## Reading passage
_ _ _

And the school is not resting on its laurels. Recently, it has introduced beehives to teach students about the vital role bees play in our ecosystems, and to develop more local and sustainable agricultural practices by harvesting their own honey. The school’s beekeeper, Mickael Mage from the Miel Montreal Cooperative, has been teaching students the fundamentals of beehive dynamics and how to properly maintain them in the garden.
The students have also been fostering positive relationships with the Pointe Claire Horticultural Society whose members are “always eager to help pass on their knowledge and expertise to the staff and students,” said Pepin.
The money was used to buy new equipment for the computer lab and the staff has incorporated new forms of technology into their teaching methods. The school also purchased solar panels to use as an alternative energy source to power their devices. With this new equipment, they have installed cameras around the beehives to monitor the colony’s activity, which will allow students to observe and better understand the complexities of this fragile ecosystem.

_ _ _

## Tasks to complete
A – According to the passage about the school's beehives, who is the school's beekeeper?
B – Repeat part of the passage about the school's beehives word for word, beginning at the words "The money was" and stopping after "this fragile ecosystem.".
C – Carry on the passage about the school's beehives from the point where it stops.
The data that come next are from a separate source and have no connection to the school passage.

_ _ _

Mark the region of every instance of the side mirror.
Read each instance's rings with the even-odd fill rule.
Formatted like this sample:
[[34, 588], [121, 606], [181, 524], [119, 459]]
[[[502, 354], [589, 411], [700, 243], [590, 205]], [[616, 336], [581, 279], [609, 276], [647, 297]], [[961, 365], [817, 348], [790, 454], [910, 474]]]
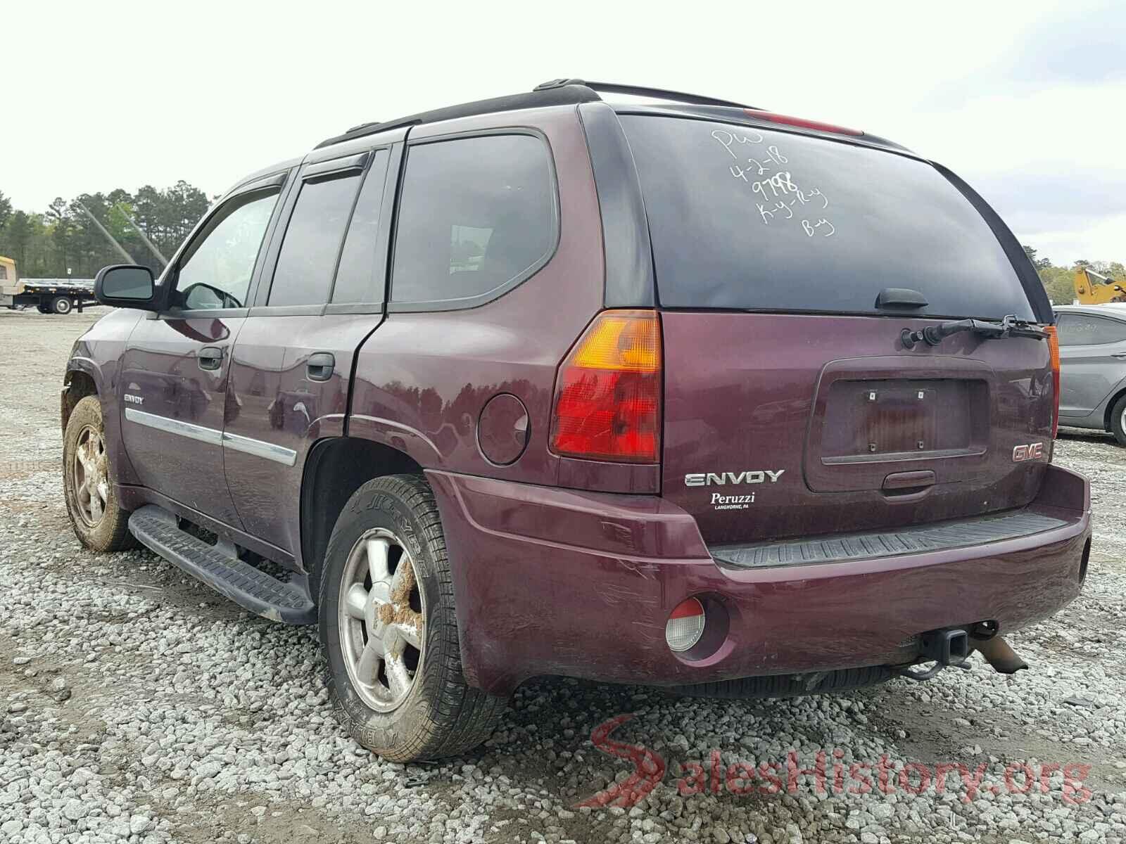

_ _ _

## The replies
A – Mickael Mage from the Miel Montreal Cooperative is the school's beekeeper.

B –
The money was used to buy new equipment for the computer lab and the staff has incorporated new forms of technology into their teaching methods. The school also purchased solar panels to use as an alternative energy source to power their devices. With this new equipment, they have installed cameras around the beehives to monitor the colony’s activity, which will allow students to observe and better understand the complexities of this fragile ecosystem.

C –
The students also mentor elementary students by helping them develop and reach their eco-friendly goals. For example, students from École Primaire Pointe Claire took part in composting workshops, and have baked kale chips with the help of Secondary 5 students, using the vegetables they grew in their own garden.
As part of an upcoming Earth Day celebration, students will be visiting LaSalle elementary school Children’s World Academy to discuss their experiences and hopefully inspire them to take on ecological challenges of their own.